═══ Selected excerpt
MASS slams government for endorsing ‘compensation culture’ claims

The new chair of the Motor Accident Solicitors Society has dismissed the notion of a compensation culture in the UK urging members of the organisation to fight to preserve the current system.

This article first appeared in Post Online, 7th November 2014

MASS slams government for endorsing compensation culture claimsSpeaking today at the MASS annual conference, Susan Brown criticised government for aligning itself with the notion of a compensation culture in the UK.

“It fits snuggly into a narrative that making a claim for compensation is behaviour to be expected from those who do not fall into the favoured category of ‘hard working families’,” Brown said.

“Government enthusiasm for the myth of the compensation culture could of course be partly because many personal injury and clinical negligence claims are paid by the Treasury. But there are other common interests that lead them to align themselves with the insurance industry,” she said.
══════
═══ Entries shown
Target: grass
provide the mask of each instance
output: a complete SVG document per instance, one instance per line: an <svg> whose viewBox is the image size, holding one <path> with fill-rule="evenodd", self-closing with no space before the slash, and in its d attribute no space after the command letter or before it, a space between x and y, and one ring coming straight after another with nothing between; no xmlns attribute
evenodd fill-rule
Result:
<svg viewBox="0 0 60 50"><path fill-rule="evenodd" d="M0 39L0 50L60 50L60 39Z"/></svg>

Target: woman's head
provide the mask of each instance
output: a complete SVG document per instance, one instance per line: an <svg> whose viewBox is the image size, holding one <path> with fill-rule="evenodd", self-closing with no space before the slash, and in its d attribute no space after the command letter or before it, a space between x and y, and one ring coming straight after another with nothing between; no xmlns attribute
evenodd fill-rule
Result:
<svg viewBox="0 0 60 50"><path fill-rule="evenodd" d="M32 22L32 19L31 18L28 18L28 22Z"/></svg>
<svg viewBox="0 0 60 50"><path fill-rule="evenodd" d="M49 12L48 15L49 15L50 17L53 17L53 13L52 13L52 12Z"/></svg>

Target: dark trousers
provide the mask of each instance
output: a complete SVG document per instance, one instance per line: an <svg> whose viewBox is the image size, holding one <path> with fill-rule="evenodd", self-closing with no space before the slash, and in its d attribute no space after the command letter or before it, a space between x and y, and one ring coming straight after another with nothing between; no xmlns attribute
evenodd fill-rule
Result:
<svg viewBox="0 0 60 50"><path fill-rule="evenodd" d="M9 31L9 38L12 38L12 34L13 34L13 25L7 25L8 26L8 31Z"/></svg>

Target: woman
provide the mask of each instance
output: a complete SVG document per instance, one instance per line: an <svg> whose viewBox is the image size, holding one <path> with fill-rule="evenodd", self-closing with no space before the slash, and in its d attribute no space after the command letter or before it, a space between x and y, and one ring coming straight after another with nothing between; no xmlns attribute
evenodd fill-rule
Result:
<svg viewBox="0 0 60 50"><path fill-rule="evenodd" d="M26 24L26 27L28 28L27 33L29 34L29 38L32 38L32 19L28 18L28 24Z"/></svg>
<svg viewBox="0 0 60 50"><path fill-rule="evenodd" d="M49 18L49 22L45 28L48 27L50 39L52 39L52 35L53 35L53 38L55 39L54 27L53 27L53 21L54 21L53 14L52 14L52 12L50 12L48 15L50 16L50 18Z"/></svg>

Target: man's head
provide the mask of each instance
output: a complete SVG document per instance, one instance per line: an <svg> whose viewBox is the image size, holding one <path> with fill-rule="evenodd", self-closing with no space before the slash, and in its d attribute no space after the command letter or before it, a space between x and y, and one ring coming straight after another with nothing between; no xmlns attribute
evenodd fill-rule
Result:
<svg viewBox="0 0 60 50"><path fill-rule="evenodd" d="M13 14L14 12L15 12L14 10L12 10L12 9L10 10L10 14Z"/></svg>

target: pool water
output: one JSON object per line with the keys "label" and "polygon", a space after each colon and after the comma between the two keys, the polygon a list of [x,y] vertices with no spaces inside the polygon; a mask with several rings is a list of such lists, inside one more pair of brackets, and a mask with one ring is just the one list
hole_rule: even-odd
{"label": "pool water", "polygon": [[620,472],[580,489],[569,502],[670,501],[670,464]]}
══════
*How to complete this task*. Reproduce the article above about MASS and the compensation culture in full, word for word.

*Your response*.
MASS slams government for endorsing ‘compensation culture’ claims

The new chair of the Motor Accident Solicitors Society has dismissed the notion of a compensation culture in the UK urging members of the organisation to fight to preserve the current system.

This article first appeared in Post Online, 7th November 2014

MASS slams government for endorsing compensation culture claimsSpeaking today at the MASS annual conference, Susan Brown criticised government for aligning itself with the notion of a compensation culture in the UK.

“It fits snuggly into a narrative that making a claim for compensation is behaviour to be expected from those who do not fall into the favoured category of ‘hard working families’,” Brown said.

“Government enthusiasm for the myth of the compensation culture could of course be partly because many personal injury and clinical negligence claims are paid by the Treasury. But there are other common interests that lead them to align themselves with the insurance industry,” she said.